Z jakimi długami Polacy wchodzą w 2020 rok? Kto najlepiej spłaca swoje zadłużenie?

Tomasz Wróblewski
Tomasz Wróblewski
08.02.2019. zielona gora pieniadz pieniadze waluta kasa moneta monety bilon banknot banknoty zlotowki zloty fot. mariusz kapala / gazeta lubuska / polska press
08.02.2019. zielona gora pieniadz pieniadze waluta kasa moneta monety bilon banknot banknoty zlotowki zloty fot. mariusz kapala / gazeta lubuska / polska press Fot. Mariusz Kapala / Gazeta Lubuska
W porównaniu z początkiem 2019 roku zmniejszyła się liczba zadłużonych konsumentów zarejestrowanych w Krajowym Rejestrze Długów. To zasługa głównie osób powyżej 36. roku życia, bo liczba młodszych dłużników się zwiększyła. Nadal rośnie jednak zadłużenie, choć dynamika jego przyrostu jest znacznie mniejsza. Najlepiej spłacają długi kobiety i osoby po 46. roku życia.

(Wiersze z oznaczonymi ramkami)
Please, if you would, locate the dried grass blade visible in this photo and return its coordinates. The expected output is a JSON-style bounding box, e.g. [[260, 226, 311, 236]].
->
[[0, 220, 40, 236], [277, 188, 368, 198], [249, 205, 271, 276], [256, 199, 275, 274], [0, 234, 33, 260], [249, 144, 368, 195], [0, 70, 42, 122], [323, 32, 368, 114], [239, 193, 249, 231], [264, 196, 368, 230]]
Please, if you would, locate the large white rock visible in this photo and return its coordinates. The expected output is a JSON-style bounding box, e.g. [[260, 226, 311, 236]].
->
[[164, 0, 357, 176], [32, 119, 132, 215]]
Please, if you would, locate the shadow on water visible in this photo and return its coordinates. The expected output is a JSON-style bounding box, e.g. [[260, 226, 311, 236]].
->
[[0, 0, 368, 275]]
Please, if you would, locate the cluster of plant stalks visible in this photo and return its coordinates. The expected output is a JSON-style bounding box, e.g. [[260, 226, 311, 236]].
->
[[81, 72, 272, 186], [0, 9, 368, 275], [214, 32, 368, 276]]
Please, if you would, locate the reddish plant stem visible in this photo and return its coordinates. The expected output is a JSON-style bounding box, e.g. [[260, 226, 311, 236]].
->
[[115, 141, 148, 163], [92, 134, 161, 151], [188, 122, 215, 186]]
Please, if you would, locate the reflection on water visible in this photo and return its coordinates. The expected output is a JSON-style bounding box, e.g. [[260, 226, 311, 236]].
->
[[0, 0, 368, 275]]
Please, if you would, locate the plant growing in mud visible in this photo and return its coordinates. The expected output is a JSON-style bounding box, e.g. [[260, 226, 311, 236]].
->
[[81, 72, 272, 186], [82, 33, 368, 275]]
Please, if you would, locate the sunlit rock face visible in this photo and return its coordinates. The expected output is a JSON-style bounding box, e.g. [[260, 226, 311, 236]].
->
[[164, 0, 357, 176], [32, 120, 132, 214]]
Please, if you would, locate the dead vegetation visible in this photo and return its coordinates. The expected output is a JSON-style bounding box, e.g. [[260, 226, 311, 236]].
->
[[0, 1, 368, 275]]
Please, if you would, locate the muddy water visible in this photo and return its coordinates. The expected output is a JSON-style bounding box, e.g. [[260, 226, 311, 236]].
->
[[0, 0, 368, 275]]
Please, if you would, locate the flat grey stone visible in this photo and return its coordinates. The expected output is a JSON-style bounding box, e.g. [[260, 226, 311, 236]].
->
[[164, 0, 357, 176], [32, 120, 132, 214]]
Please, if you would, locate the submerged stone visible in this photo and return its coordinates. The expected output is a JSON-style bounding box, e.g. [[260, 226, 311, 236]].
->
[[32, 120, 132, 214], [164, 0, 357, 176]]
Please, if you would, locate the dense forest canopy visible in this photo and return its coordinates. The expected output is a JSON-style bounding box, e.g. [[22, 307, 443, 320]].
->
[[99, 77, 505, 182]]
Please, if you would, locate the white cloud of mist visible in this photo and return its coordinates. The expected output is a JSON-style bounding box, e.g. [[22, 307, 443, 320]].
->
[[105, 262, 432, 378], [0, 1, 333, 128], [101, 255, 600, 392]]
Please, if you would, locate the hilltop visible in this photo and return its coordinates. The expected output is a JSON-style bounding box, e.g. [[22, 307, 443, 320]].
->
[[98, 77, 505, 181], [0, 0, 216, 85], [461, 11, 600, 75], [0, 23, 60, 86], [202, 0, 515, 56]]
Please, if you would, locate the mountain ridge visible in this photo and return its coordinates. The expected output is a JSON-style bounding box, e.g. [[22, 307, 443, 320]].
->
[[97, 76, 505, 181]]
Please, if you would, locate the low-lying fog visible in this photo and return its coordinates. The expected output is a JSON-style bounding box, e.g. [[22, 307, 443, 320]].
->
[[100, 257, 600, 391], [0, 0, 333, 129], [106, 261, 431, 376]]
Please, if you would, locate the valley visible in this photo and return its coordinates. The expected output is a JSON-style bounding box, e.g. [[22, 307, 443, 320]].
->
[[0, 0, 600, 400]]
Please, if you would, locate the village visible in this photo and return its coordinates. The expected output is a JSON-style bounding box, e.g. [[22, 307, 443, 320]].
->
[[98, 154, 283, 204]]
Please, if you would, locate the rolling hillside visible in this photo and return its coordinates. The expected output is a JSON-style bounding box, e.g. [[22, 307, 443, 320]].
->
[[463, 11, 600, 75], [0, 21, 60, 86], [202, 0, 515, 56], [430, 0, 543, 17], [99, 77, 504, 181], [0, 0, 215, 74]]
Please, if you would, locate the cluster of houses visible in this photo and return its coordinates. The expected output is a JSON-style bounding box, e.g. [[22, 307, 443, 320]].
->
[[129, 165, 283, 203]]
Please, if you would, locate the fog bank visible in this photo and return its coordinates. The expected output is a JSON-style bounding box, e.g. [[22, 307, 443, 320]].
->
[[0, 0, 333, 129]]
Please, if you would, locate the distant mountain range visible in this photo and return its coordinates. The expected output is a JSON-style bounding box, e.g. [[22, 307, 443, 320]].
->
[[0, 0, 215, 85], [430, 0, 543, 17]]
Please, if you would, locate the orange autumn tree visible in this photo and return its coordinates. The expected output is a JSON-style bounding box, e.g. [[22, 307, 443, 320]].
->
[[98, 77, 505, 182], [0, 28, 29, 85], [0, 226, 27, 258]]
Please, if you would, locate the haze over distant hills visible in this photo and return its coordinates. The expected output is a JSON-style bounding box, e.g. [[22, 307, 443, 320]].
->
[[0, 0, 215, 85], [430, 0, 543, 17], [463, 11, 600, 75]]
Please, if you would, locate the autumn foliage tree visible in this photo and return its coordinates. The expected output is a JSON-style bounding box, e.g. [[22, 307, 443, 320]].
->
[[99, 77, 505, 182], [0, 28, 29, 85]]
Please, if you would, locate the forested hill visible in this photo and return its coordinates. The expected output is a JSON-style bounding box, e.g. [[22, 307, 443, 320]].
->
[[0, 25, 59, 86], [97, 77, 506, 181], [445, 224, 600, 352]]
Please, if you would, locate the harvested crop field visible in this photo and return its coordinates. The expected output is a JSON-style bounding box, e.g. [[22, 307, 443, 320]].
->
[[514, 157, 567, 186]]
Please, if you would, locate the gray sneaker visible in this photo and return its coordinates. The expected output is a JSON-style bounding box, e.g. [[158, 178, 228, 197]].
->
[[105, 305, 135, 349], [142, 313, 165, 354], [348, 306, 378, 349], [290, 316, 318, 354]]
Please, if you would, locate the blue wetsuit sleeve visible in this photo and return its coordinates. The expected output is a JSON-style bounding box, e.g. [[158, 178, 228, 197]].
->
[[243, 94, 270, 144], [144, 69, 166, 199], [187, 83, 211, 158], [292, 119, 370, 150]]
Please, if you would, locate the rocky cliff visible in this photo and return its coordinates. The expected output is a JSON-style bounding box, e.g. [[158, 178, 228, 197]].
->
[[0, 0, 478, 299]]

## Lista zadań
A: Przepisz słowo w słowo fragment tekstu o długach Polaków od słów "Z jakimi długami" aż do słów "46. roku życia." włącznie.
B: Przepisz wiersze z oznaczonymi ramkami jako tabelę Markdown z kolumnami „Numer” i „Treść”. Zacznij od pierwszego z tych wierszy i skończ na wierszu z "196, 368, 230]]" włącznie, a puste wiersze pomiń.

## Rozwiązane zadania
A:
Z jakimi długami Polacy wchodzą w 2020 rok? Kto najlepiej spłaca swoje zadłużenie?

Tomasz Wróblewski
Tomasz Wróblewski
08.02.2019. zielona gora pieniadz pieniadze waluta kasa moneta monety bilon banknot banknoty zlotowki zloty fot. mariusz kapala / gazeta lubuska / polska press
08.02.2019. zielona gora pieniadz pieniadze waluta kasa moneta monety bilon banknot banknoty zlotowki zloty fot. mariusz kapala / gazeta lubuska / polska press Fot. Mariusz Kapala / Gazeta Lubuska
W porównaniu z początkiem 2019 roku zmniejszyła się liczba zadłużonych konsumentów zarejestrowanych w Krajowym Rejestrze Długów. To zasługa głównie osób powyżej 36. roku życia, bo liczba młodszych dłużników się zwiększyła. Nadal rośnie jednak zadłużenie, choć dynamika jego przyrostu jest znacznie mniejsza. Najlepiej spłacają długi kobiety i osoby po 46. roku życia.

B:
| Numer | Treść |
|---|---|
| 1 | Please, if you would, locate the dried grass blade visible in this photo and return its coordinates. The expected output is a JSON-style bounding box, e.g. [[260, 226, 311, 236]]. |
| 2 | -> |
| 3 | [[0, 220, 40, 236], [277, 188, 368, 198], [249, 205, 271, 276], [256, 199, 275, 274], [0, 234, 33, 260], [249, 144, 368, 195], [0, 70, 42, 122], [323, 32, 368, 114], [239, 193, 249, 231], [264, 196, 368, 230]] |